What the exercise asks => Make an exact copy of all the records, one that contains none of the pictures.

*** Input records ***

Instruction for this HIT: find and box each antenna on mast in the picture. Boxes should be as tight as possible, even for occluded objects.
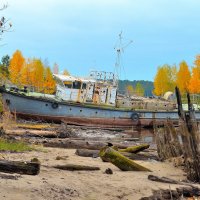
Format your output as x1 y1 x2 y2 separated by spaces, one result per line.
114 31 133 84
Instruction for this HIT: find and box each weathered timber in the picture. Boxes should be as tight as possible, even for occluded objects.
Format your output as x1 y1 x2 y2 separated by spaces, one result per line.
119 144 150 154
75 148 158 161
53 164 100 171
148 175 182 184
0 159 40 175
6 129 58 138
43 139 130 150
75 149 99 158
99 146 151 171
140 186 200 200
175 87 200 182
155 121 183 161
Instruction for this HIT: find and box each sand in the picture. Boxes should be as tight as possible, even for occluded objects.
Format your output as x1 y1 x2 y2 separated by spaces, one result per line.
0 147 190 200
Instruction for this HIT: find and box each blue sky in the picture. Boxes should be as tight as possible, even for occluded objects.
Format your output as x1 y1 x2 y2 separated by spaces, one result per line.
1 0 200 81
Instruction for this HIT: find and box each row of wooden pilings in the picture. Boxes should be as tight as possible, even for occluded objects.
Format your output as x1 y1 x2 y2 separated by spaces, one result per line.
155 87 200 182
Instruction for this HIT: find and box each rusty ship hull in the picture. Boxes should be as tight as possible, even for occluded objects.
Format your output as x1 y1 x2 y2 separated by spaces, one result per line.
0 87 190 127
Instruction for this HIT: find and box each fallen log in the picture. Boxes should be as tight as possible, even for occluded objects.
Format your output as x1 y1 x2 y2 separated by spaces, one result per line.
119 144 150 154
99 146 151 171
140 187 200 200
75 148 158 161
75 149 99 158
43 139 130 150
0 159 40 175
148 175 181 184
53 164 100 171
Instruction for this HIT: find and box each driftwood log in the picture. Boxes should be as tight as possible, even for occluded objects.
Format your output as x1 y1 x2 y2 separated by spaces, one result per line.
119 144 150 154
99 146 151 171
43 139 130 150
75 148 158 161
53 164 100 171
148 175 186 185
75 149 99 158
0 159 40 175
140 186 200 200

***

Exercise solution =>
Instruction for this HIT: find and box each antenna on mast in the picture. Boxes should be as tight as possible, even for occluded objects.
Format your output as x1 y1 x2 y2 separated by spaces, one result per line.
114 31 133 84
Instruction for this HIT: find and box each weathered timber in the picture. Boxes should be as tight as possible, even for occluded objects.
Format your output as x1 y1 x2 y2 separated by spaces, one result per line.
119 144 150 154
75 148 158 161
53 164 100 171
148 175 182 184
0 159 40 175
6 129 58 138
43 139 130 150
75 149 99 158
99 146 151 171
140 186 200 200
175 87 200 182
155 121 183 161
Instruction for this HIT: find and box each sand in the picture. Boxes should be as tight as possible, even for occluded objects.
Format your output as x1 y1 x2 y2 separated by spaces, one result per line.
0 147 190 200
Instruction for this HIT: find and box each blue sky in the picture. Boxes should be as tight as possible, even for occluded objects.
Format your output as x1 y1 x2 y2 separated by spaces, one result per line.
1 0 200 81
Instruction for this HIT: find and box each row of wooden pilings in the picture. Boxes should be as tight as possible, even for occluded objects.
Format your output as x1 y1 x2 y2 separated by spaces, one result per line.
155 87 200 182
Instruction for this HIT: find and box each rusty ship hull in the picture. Boxes should be as tight as possible, even for occluded objects.
Format your output as x1 y1 x2 y2 separated by spaces, one result per line.
0 87 190 127
Instruction for this HIT: find and box each fallen log in the picture. Boxes should be as tight as possible, even for occluded objects.
Format your output as x1 y1 x2 y2 separated by spaces, one result per line.
119 144 150 154
99 146 151 171
140 187 200 200
75 148 158 161
75 149 99 158
43 139 130 150
0 159 40 175
148 175 181 184
53 164 100 171
Instruction for this HIT: find and box each driftwood log in the picture. Boxes should be as tight as possible, even for occluded objects.
Format your output as x1 y1 x2 y2 separated by spaces, one result per line.
119 144 150 154
99 146 151 171
43 139 130 150
75 148 158 161
53 164 100 171
148 175 186 185
75 149 99 158
0 159 40 175
140 186 200 200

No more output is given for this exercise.